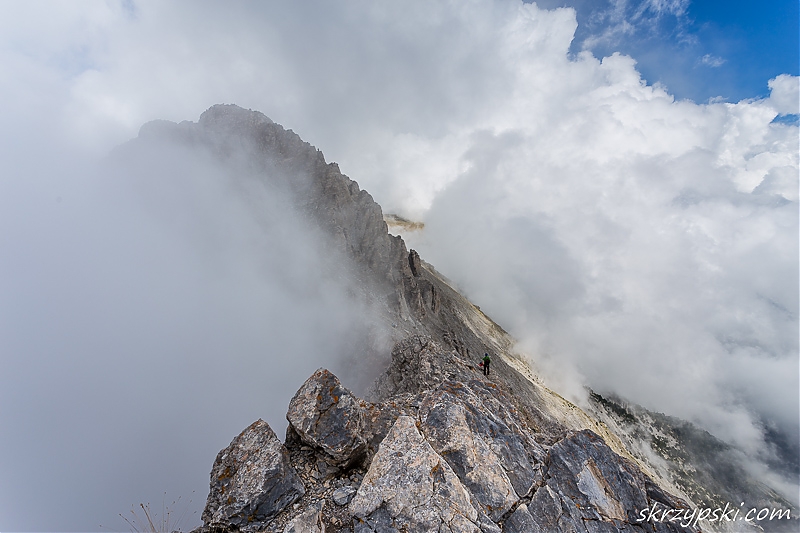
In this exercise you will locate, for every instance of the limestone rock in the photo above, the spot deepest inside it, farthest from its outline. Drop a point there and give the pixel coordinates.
(328, 416)
(409, 487)
(252, 480)
(309, 521)
(343, 495)
(418, 363)
(449, 425)
(597, 486)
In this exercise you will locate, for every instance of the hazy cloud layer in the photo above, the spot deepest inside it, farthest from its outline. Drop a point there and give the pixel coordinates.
(630, 241)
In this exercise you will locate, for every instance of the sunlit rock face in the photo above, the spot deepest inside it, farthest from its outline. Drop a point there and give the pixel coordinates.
(252, 480)
(452, 456)
(434, 445)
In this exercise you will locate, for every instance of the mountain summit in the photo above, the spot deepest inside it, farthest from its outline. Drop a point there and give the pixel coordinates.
(435, 444)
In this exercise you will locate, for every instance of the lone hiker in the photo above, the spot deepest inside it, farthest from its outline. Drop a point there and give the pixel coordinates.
(486, 361)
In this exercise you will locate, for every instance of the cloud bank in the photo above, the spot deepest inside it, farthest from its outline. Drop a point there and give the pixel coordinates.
(631, 242)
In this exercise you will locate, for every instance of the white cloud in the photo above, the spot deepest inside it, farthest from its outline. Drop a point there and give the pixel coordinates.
(649, 244)
(712, 61)
(785, 94)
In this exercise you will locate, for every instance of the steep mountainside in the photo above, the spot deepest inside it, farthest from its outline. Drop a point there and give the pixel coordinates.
(435, 445)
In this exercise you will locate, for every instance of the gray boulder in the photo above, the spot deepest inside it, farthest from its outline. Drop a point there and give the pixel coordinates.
(252, 480)
(472, 427)
(309, 521)
(328, 416)
(409, 487)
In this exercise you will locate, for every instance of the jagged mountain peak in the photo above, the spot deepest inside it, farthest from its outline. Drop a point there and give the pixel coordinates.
(435, 445)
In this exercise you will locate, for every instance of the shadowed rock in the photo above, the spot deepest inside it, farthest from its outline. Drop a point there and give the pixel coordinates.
(409, 487)
(252, 480)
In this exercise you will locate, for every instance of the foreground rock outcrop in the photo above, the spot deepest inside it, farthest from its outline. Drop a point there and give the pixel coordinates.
(434, 445)
(450, 456)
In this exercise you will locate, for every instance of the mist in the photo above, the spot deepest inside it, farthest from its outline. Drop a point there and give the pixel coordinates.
(632, 241)
(155, 304)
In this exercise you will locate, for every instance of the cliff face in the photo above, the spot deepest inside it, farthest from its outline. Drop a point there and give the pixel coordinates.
(443, 449)
(435, 445)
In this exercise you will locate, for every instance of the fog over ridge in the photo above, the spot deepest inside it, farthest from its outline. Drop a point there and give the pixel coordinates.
(632, 241)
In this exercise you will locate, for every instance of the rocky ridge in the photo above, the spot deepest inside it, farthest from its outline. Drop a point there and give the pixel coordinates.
(446, 455)
(434, 446)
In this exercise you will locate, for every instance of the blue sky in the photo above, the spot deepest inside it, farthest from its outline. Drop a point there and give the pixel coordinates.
(609, 225)
(699, 50)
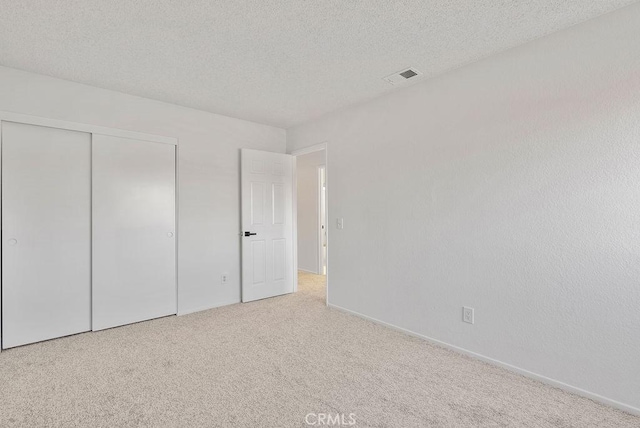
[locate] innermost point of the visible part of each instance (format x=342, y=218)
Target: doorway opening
x=311, y=216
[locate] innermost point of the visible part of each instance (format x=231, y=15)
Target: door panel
x=134, y=242
x=46, y=223
x=267, y=211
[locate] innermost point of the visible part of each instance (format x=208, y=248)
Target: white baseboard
x=556, y=383
x=206, y=308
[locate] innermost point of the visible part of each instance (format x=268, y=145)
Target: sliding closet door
x=46, y=233
x=134, y=247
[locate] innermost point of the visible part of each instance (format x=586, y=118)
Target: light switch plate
x=467, y=315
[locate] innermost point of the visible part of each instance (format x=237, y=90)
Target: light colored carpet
x=269, y=364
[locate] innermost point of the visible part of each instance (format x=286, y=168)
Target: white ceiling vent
x=402, y=76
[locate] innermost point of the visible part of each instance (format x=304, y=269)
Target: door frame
x=322, y=170
x=296, y=153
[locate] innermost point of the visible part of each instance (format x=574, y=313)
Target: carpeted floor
x=270, y=364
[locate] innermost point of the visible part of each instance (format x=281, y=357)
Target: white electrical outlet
x=467, y=315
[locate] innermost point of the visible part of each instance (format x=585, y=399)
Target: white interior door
x=267, y=224
x=134, y=242
x=46, y=233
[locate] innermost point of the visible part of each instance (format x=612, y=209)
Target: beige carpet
x=269, y=364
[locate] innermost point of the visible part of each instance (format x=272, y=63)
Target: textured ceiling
x=276, y=62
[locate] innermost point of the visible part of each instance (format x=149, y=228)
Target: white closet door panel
x=134, y=247
x=46, y=223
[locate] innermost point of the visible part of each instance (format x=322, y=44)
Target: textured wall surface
x=208, y=169
x=512, y=186
x=308, y=209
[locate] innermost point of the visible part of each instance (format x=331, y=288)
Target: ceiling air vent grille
x=402, y=76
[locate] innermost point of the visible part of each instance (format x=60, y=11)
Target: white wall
x=308, y=210
x=208, y=169
x=512, y=186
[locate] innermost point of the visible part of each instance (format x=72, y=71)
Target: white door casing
x=46, y=223
x=267, y=214
x=134, y=242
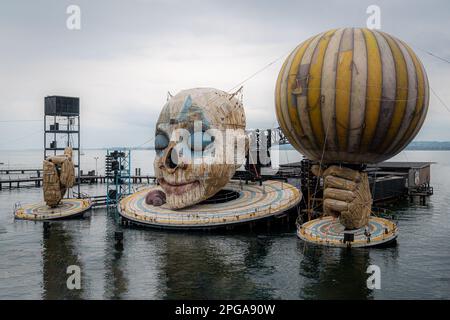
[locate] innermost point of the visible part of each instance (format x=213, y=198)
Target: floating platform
x=329, y=232
x=68, y=208
x=252, y=202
* * *
Can you transcribe all of the entries above word for word, leaving the pictures out of your copy?

### Solution
In this exercise you will locate, for every instance of the limestone rock in the photo above, the spot deepest inside it, farthest from its outline. Drop a point there and give the pixel coordinates.
(328, 416)
(409, 487)
(252, 480)
(309, 521)
(343, 495)
(418, 363)
(449, 425)
(597, 486)
In this exercise you will locate, for every instance of the hazy cloud layer in the photo above, the spot deepest inside it, farthest from its outline. Drop a point there and give the pixel coordinates.
(630, 241)
In this exercise you will locate, for every instance of the sunlit rock face in the photo above, the spot deepest inside it, farthest from its outline. Drop a point there and give the pixel coordinates.
(252, 480)
(452, 456)
(434, 445)
In this exercise you will locate, for every instance of the mountain summit in the photo above, the spot deepest inside it, farthest from its outline. Drop a point there and give the pixel coordinates.
(435, 444)
In this exercise you will locate, for every instance of the lone hiker in the photo above, the spot deepest inside it, farthest from its outline. Drop a point there and give the pixel coordinates.
(486, 361)
In this exercise you will locate, for every instance of the cloud bank in the photo above, the spot deepest inside it, farthest from its outline. Drop a point there and give the pixel coordinates.
(631, 242)
In this exercise you will locate, for every instance of the white cloud in the photo above, the spot deepest inside it, farthest from its outline. Drop a point there and give the pixel coordinates.
(649, 244)
(712, 61)
(785, 94)
In this exercise you will locate, for every instance of the steep mountainside in the photo above, the spot deepest inside it, farthest from its outline. Drop a point there and give the pixel coordinates.
(435, 445)
In this exercise you will locate, for every instance of the gray boulder in the photo above, the spot deepest inside it, farthest from its outline. Drop a point there and give the pixel coordinates.
(252, 480)
(472, 427)
(309, 521)
(328, 416)
(409, 487)
In this exercise you will locate, for every instance of the jagged mountain peak in the photo above, the spot deepest inside it, farthest from its outline. Drop a point there and give the pixel coordinates.
(435, 445)
In this exercise you will locate, for every instance of the shadowed rock in the photo above, the spot deepest inside it, farthest from its outline. Drop a point there and give the pixel coordinates.
(409, 487)
(252, 480)
In this exercise you will locate, for every instance of the foreground rock outcrop in the photo above, the spot deepest inside it, farthest from its outline. Drop a point there and give the pixel coordinates.
(434, 445)
(450, 456)
In this exercise you will locate, for every instance of the mist in the photo above, the spot deepest inside it, farthest from its outline. Drop a point there and give the pixel coordinates.
(632, 241)
(155, 304)
In this exercise you will locate, for every instance of the cliff face in the photo above, the spot deepest inside it, farthest from its outline. Drop a point there and give the pixel coordinates.
(443, 449)
(435, 445)
In this exercise you will locate, for every instance of the fog over ridge in the photo above, the spot deepest inside it, farthest from its outline. Drop a point there and give the pixel coordinates.
(632, 241)
In this exercise you will locate, for every instance of the rocky ridge in the photo above, the spot deepest inside it, farthest from its outline. Drop a point there and give the pixel coordinates.
(446, 455)
(434, 446)
In this exercise you will locate, for every instance of the blue sky in the photo above, the spot deepest inside it, farthest from its outline. Drop a point there and give the pixel coordinates.
(609, 225)
(699, 50)
[locate] innermost point of the visible part of each instance (format x=342, y=218)
Target: doorway opening
x=311, y=216
[locate] innermost point of the visible part of each instance (format x=231, y=15)
Target: door panel
x=134, y=242
x=46, y=223
x=267, y=211
[locate] innermost point of the visible part of each instance (format x=208, y=248)
Target: white baseboard
x=556, y=383
x=206, y=308
[locate] innermost point of the visible part of each instance (format x=268, y=145)
Target: sliding closet door
x=46, y=233
x=134, y=247
[locate] innermost point of the visible part of each instance (format x=586, y=118)
Target: light switch plate
x=467, y=315
[locate] innermost point of the visible part of each instance (format x=237, y=90)
Target: light colored carpet
x=269, y=364
[locate] innermost point of the visible part of each instance (format x=286, y=168)
Target: white ceiling vent
x=402, y=76
[locate] innermost point of the visible part of each instance (format x=304, y=269)
Target: door frame
x=322, y=170
x=296, y=153
[locate] innermost point of the visible part of each instance (format x=574, y=313)
Target: carpeted floor
x=270, y=364
[locate] innermost point of the visible part of each instance (format x=281, y=357)
Target: white electrical outlet
x=467, y=315
[locate] innermost point of the visible part of each instance (format x=585, y=399)
Target: white interior door
x=267, y=224
x=134, y=242
x=46, y=233
[locate] innermost point of the visible part of each instance (format x=612, y=209)
Target: beige carpet
x=269, y=364
[locate] innermost point of the visible part of each instance (format x=272, y=63)
Target: textured ceiling
x=276, y=62
[locate] innermost point of the visible part of each instance (format x=149, y=228)
Target: white closet door panel
x=134, y=247
x=46, y=223
[locate] innermost point of the visible part of each instance (format x=322, y=44)
Target: textured wall surface
x=208, y=169
x=512, y=186
x=308, y=209
[locate] innermost point of the visible part of each instance (format x=331, y=288)
Target: ceiling air vent grille
x=402, y=76
[locate] innermost point of the visible part of each instance (format x=60, y=11)
Target: white wall
x=308, y=210
x=208, y=169
x=512, y=186
[locate] innermost point of the visible part of each instance (format x=72, y=71)
Target: white door casing
x=46, y=223
x=267, y=214
x=134, y=242
[locate] innermost point of the visible part of each instance (format x=213, y=198)
Target: floating platform
x=329, y=232
x=68, y=208
x=252, y=202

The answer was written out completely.